Exercise directions ->
Reproduce the news item on Fox's proposed golf tour word for word.

Text shown ->
SBD/16/Sports Media

FOX CONSIDERS GOLF SERIES, BUT PGA TOUR AGAINST PROPOSAL

     In a development "certain to send shock waves" through men's
golf, Fox Broadcasting said that it plans to co-sponsor a new
golf tour in 1995.  PGA Tour Commissioner Tim Finchem responded
quickly, saying he would attempt to bar PGA pros from joining.
According to leaked reports, Fox would co-sponsor the tour with
Executive Sports, an event management firm in Delray Beach, FL,
and would televise about eight tournaments.  There would be 30 to
40 players competing for total prize money in excess of $25M.
The '94 PGA Tour encompassed 50 events with prize money of $82M.
Fox Sports spokesperson Vince Wladika told AP that Executive
Sports approached Fox with the golf proposal.  Greg Norman, "who
has sought a world tour for golf's top players for a long time,"

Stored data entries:
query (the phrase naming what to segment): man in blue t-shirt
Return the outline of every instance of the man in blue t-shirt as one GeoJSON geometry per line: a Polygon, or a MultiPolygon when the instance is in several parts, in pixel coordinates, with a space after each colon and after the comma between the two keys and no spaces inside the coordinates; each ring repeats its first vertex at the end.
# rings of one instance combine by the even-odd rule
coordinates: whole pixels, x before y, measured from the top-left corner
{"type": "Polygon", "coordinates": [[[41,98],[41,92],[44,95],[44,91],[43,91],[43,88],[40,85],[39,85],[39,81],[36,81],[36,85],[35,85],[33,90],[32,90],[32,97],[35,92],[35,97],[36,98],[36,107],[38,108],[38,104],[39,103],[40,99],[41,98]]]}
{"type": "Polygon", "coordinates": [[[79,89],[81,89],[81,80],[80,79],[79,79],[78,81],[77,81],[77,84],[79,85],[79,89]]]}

The solution ->
SBD/16/Sports Media

FOX CONSIDERS GOLF SERIES, BUT PGA TOUR AGAINST PROPOSAL

     In a development "certain to send shock waves" through men's
golf, Fox Broadcasting said that it plans to co-sponsor a new
golf tour in 1995.  PGA Tour Commissioner Tim Finchem responded
quickly, saying he would attempt to bar PGA pros from joining.
According to leaked reports, Fox would co-sponsor the tour with
Executive Sports, an event management firm in Delray Beach, FL,
and would televise about eight tournaments.  There would be 30 to
40 players competing for total prize money in excess of $25M.
The '94 PGA Tour encompassed 50 events with prize money of $82M.
Fox Sports spokesperson Vince Wladika told AP that Executive
Sports approached Fox with the golf proposal.  Greg Norman, "who
has sought a world tour for golf's top players for a long time,"